_Source extract_
Neuhaus does not really even have a main character. She focuses on Detective Pia Kirchhoff and her backstory of dealing with her live-in boyfriend and their desire to move into a new dwelling. Then she switches to Pia's boss, Oliver von Bodenstein whose crumbling marriage cranks up the usual police all-nighters and caffeine levels to an unhealthy jitter fest that bombards the reader with so many alien sounding names that it is advisable to keep a notebook and pen at hand to keep track of this novel's either undistinguished or blatantly out-there who's who.

But then, why bother? If this is the beginning of a series, it won't be one that I will read again simply because as the storyline was not all that compelling, it did not compensate for the lack of an extremely intriguing character with a past, present or future that I want to explore. There is nothing psychologically intriguing about either of the police leads. In my book, Lisbeth Salander still remains the most unforgettable character starring in a crime novel series since Sherlock Holmes.

_Data extract_
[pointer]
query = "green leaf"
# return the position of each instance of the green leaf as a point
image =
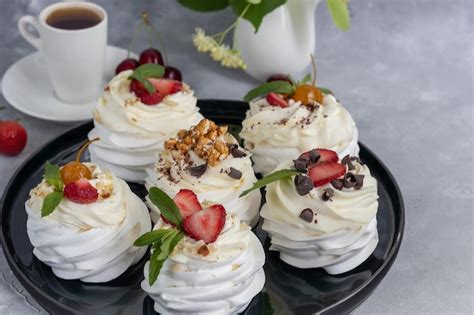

_Written task_
Please write what comes next in the review of the Neuhaus crime novel, starting after its final sentence. The data above was drawn from a separate source.

_In response_
Neuhaus introduces her cop team as they investigate a traffic accident that eventually leads them to the village of Altenhain where a decade ago, a young man was convicted for the murders of two teenagers and sent to prison even though the bodies of the girls were never discovered. Now, after serving his sentence, Tobias Sartorius returns to his home to find his father in ruin and the town less than eager to welcome him back. Suspicions are aroused as events transpire that seem to replicate the events of the past. The town knows more than what was revealed to the police years before and these secrets are still worth keeping even if it means Sartorius will be framed again. Some of Neuhaus' moments do hold the reader's attention--the autistic character Thies and his ability to draw details rather than speak them works nicely within an otherwise convoluted plotline that includes so many people and their odd motivations that again that notebook and pen become a necessity for optimal understanding.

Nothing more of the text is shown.